Passage for review
● ● ● ● ●
Pheromones are big business. Cosmetics and pharmaceutical companies have been ripping people off for years flogging this stuff. Did I say flogging? Oops, that was last night. Today, it is smelly stuff. And something smells when companies are selling little bottles of stuff for ten, twenty, thirty, a hundred and, even, thousands of dollars when all the evidence calls it fakery. Even two dollars for a little vial from a vending machine in a pub toilet is a rip off. As a side note, if you are buying vials of attractant in a pub toilet, you may want to take a good, hard look at yourself.

Pheromones do exist. Plants emit odours to attract or repel insects. A dog urinating on a lamp post tells other dogs it claims the territory. Bees secret a pheromone to alert the rest of the hive when there is danger. Cats spray for similar reasons.

Do humans emit chemicals to attract other humans?

Let us be clear here. We are talking chemicals to affect the response of other people, not smells like BO or halitosis or the smell of nice soap.

Common smells that are not pheromones play a part in everyday life. It may be that some folks mistake these smells for pheromones. These are smells that help us wade through everyday life, smells we learn by habit or training. The ability to recognise a flower or when to know the weather is changing, how to recognise danger from a putrid smell, the smell of oil, or the scalp of a baby. These are smells that jog our memory, not chemicals that are altering our mental state.

Some people have an erotic response to the scent of rubber or leather or many other items. This is a learned response; we can be sure a dead cow’s skin is not emitting a romance-inducing chemical.

People do have individual smells. It is how an infant can recognise its mother over other people, by recognition of a familiar scent. A study conducted over the last couple of years in the UK suggests people, in part, choose mates according to smell at a subconscious level. They are not having their brains affected by chemicals, they are reacting to an aroma they find nice.

Aromas are strong memory cues. Like music, they can bring back positive and negative reactions.

Would-be pheromones were assessed clinically in a 2016 study by the University of Western Australia. Male perspiration and female urine, products that are possible carriers of male and female pheromones, were introduced to test subjects along with photographs of likely mates over a period of several days. A neutral control scent was also included in the testing. There was no positive correlation between natural odours and attraction.

Have we humans ever reacted to pheromones? Probably, yes but you must go back thousands of generations. There is a remnant of a secondary olfactory receiver in the human sinus, the vomeronasal organ. It is vestigial or non-functional, a leftover from past needs as is the appendix in the torso. As such, we do not know exactly what it did back in cavemen days.

Do we excrete pheromones? As mammals, it may be that we do. Androstadienone, androstanol, androsterone and estratetraenol are steroids found in the human body that are candidates, but no study has ever isolated them as human sex pheromones.

All this said, why is there such a fuss over human sex pheromones? Cold, hard cash. As written near the top of this article, people will pay hundreds of dollars for a scent that will improve their hope of gaining a mate or, even, a playmate. Some manufacturers claim to be selling pheromones, others claim to have compounds that imitate pheromones to make the wearer more desirable. They are selling pleasant smells. If the wearer is lucky, they will get within sniffing range of an attractive person who is available. At no time are secreted chemicals altering the mind. Save your dollars.
● ● ● ● ●
Exercise
In the passage on human pheromones, which university carried out the 2016 study that assessed would-be pheromones?

Data under study
● ● ● ● ●
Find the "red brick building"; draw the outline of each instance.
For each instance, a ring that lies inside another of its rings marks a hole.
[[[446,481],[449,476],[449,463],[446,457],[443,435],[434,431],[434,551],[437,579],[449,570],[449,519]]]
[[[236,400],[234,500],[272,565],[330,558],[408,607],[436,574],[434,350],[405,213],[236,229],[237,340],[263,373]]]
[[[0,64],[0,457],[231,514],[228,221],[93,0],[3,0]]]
● ● ● ● ●
Answer space
The University of Western Australia